#### Exercise material
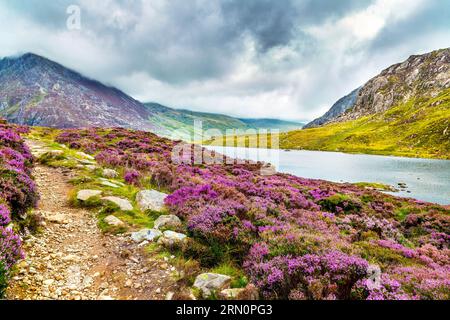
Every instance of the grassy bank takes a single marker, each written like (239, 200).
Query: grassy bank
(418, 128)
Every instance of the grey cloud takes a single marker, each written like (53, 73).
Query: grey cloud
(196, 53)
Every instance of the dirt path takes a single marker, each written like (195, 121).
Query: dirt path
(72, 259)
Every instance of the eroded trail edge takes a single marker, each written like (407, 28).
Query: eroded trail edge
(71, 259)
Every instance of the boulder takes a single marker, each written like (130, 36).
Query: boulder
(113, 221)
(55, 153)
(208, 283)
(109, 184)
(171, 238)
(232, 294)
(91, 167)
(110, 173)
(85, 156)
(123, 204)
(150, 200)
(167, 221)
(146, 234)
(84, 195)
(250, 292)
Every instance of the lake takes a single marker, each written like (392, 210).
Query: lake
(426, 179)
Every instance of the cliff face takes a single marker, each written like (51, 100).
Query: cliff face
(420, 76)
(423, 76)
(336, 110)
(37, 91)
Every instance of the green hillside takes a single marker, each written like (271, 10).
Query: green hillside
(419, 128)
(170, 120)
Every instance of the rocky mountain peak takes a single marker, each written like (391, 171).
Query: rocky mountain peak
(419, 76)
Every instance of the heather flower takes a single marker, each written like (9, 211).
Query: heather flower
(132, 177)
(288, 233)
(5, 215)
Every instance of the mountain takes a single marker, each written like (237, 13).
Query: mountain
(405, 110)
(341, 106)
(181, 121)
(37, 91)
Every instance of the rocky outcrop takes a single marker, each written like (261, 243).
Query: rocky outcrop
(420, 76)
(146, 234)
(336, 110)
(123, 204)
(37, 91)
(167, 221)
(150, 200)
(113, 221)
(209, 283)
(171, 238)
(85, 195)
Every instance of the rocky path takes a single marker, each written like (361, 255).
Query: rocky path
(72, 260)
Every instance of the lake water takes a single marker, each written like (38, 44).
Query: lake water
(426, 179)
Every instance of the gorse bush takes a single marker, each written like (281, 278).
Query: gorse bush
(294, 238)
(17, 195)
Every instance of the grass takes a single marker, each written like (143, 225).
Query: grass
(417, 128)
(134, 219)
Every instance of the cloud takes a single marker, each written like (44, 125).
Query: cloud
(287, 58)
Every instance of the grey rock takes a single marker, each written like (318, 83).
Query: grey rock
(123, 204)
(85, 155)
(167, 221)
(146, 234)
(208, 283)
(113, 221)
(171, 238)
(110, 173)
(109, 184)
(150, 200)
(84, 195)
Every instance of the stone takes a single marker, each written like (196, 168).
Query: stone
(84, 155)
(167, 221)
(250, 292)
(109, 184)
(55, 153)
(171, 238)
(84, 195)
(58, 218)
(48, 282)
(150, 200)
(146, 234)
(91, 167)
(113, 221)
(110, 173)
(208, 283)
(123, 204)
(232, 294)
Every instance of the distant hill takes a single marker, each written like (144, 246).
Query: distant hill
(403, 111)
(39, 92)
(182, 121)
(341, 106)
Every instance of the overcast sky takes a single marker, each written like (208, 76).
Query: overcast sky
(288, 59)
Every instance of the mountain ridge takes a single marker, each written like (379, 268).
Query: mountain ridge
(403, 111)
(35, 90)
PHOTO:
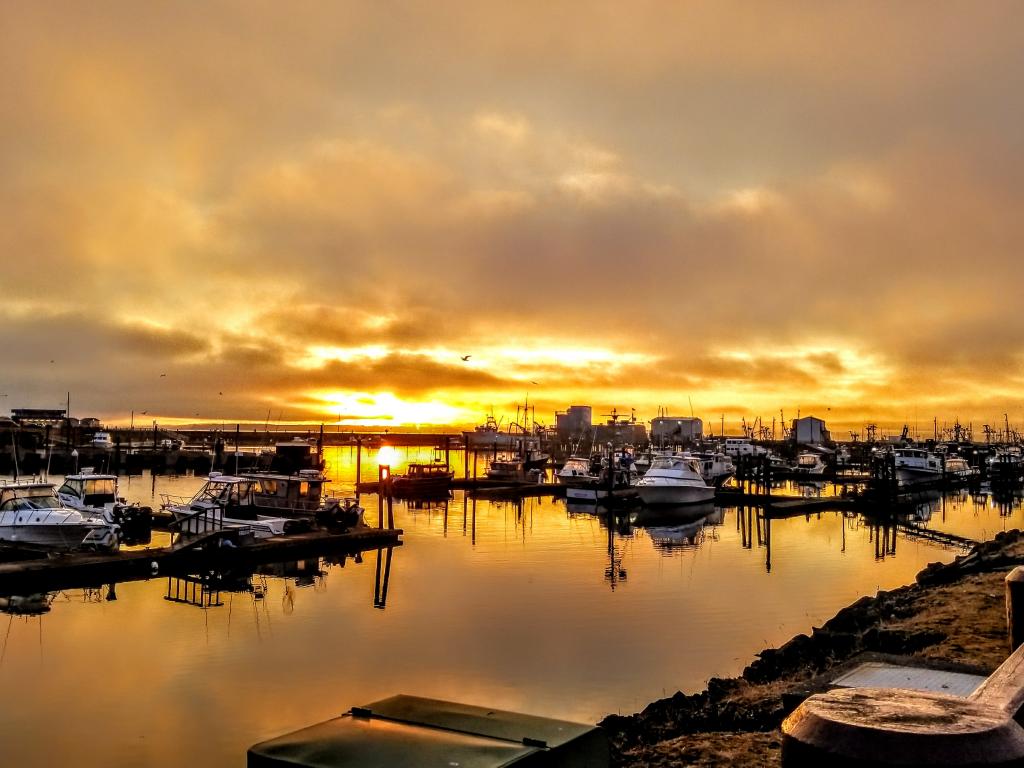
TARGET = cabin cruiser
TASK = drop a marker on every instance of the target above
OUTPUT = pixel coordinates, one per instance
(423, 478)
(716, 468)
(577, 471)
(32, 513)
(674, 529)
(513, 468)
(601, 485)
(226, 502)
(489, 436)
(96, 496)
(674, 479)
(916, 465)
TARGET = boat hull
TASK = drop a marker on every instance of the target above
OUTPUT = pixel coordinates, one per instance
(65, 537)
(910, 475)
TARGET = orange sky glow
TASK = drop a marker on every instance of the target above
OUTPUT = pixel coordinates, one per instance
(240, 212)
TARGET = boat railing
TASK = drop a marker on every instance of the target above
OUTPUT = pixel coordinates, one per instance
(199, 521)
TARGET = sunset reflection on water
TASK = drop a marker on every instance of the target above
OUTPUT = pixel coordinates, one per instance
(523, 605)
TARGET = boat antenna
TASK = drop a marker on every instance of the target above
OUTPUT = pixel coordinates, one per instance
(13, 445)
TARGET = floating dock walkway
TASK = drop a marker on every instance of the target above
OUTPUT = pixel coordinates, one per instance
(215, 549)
--
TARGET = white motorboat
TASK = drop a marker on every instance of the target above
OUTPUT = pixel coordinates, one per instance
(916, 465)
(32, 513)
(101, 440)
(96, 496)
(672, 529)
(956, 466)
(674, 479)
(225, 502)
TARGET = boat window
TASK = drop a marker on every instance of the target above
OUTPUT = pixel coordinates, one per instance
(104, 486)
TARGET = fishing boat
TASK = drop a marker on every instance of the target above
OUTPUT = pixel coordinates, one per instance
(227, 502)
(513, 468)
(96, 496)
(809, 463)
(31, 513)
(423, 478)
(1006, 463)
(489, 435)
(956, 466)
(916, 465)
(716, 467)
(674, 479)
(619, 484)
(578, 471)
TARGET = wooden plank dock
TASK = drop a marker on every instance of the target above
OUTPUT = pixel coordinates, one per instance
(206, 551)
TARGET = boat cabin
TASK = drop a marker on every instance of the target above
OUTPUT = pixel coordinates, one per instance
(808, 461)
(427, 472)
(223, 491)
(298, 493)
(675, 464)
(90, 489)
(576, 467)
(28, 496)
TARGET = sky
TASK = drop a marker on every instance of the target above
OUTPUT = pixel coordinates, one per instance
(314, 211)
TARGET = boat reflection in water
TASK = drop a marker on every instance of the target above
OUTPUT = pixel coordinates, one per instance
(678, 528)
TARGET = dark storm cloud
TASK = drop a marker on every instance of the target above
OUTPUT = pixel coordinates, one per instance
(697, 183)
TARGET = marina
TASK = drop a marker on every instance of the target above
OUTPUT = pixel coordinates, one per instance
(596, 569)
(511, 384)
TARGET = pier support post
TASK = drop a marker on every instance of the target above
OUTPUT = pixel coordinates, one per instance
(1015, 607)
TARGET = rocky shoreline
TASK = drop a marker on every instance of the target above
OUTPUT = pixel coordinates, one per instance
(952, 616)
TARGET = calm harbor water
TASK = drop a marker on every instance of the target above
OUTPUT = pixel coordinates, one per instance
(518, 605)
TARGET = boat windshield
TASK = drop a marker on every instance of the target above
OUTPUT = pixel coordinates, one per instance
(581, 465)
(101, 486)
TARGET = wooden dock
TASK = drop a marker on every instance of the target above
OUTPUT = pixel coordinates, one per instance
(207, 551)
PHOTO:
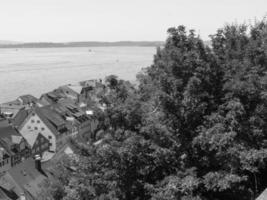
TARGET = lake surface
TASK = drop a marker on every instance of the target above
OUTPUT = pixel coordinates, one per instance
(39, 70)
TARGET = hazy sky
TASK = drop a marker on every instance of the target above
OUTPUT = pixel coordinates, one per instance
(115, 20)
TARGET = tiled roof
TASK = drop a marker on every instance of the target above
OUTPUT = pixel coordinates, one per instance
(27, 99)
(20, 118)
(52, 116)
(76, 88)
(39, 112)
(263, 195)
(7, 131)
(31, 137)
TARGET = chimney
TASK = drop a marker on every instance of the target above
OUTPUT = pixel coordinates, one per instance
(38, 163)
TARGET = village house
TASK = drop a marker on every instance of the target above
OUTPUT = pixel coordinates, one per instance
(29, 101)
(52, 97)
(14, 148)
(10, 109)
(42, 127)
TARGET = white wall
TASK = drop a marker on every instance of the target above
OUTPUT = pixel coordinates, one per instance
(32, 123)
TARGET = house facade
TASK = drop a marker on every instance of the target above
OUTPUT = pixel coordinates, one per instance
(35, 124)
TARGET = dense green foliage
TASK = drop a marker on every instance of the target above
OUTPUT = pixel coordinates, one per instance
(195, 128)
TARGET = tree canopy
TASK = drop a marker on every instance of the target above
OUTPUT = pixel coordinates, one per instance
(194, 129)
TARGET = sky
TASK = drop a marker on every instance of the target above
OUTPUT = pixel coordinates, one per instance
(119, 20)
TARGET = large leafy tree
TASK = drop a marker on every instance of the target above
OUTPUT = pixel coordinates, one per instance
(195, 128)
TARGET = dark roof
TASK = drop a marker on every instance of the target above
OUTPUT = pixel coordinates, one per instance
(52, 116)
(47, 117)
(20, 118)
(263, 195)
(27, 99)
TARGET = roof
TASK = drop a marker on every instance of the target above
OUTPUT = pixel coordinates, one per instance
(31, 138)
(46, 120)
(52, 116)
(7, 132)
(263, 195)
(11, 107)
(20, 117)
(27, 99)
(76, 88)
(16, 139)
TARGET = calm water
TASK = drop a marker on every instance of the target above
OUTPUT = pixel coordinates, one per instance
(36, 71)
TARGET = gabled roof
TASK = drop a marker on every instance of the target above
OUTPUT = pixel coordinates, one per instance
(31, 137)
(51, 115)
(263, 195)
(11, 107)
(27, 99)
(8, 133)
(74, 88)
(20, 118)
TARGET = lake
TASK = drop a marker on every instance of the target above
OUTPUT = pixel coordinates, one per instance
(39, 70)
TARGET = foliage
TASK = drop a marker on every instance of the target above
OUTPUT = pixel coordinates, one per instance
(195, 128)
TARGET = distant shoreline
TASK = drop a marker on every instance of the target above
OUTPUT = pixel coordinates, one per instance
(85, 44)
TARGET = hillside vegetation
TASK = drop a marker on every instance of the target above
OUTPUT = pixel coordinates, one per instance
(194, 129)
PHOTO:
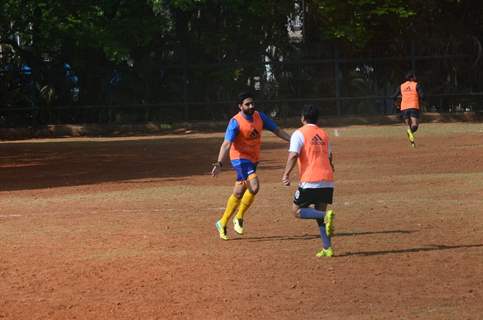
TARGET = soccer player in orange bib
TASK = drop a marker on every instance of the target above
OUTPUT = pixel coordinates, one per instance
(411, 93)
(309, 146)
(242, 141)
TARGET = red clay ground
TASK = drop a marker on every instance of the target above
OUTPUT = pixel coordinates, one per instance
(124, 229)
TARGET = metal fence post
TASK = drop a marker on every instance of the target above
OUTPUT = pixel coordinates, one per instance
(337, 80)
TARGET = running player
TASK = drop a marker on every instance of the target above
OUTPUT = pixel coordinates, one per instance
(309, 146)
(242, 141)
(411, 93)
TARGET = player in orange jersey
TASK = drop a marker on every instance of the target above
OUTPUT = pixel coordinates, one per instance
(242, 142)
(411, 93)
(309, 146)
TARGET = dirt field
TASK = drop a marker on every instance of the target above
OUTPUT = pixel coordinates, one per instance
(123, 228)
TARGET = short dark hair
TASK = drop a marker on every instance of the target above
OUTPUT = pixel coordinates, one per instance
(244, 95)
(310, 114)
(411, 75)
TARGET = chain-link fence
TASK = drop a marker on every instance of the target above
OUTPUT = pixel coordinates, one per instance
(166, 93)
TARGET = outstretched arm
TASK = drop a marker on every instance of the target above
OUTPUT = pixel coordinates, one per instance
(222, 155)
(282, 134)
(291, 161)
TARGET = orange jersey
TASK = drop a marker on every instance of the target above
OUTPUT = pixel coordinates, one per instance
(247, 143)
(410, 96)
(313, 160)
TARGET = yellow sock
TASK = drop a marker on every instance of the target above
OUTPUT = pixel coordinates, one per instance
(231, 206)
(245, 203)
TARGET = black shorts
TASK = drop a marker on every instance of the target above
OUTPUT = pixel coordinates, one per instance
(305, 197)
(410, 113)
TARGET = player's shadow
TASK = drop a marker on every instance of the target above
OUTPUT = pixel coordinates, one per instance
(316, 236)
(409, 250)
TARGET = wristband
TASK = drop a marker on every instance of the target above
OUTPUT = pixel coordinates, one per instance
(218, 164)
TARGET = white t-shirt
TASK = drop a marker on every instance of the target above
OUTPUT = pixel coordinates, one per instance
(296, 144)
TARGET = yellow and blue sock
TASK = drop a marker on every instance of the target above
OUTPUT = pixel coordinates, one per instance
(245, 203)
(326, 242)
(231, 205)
---
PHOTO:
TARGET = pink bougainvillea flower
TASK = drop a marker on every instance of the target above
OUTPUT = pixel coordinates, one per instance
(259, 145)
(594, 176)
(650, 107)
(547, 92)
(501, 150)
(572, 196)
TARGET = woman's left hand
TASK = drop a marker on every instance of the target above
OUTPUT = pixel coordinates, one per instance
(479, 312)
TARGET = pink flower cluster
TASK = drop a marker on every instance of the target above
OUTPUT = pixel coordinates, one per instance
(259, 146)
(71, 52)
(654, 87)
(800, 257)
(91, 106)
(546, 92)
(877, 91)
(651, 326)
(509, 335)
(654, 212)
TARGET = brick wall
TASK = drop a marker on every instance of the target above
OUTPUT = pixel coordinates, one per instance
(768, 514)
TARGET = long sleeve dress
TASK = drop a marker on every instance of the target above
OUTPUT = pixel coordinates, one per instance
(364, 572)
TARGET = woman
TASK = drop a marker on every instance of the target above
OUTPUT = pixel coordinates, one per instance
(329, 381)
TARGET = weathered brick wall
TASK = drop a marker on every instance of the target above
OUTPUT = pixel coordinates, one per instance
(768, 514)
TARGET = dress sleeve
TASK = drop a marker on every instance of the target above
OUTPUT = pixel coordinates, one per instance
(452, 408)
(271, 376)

#### Task statement
Scan the records above for the string "sleeve", and copy every line where it turns up.

#### Reply
TARGET = long sleeve dress
TARGET = dress sleeve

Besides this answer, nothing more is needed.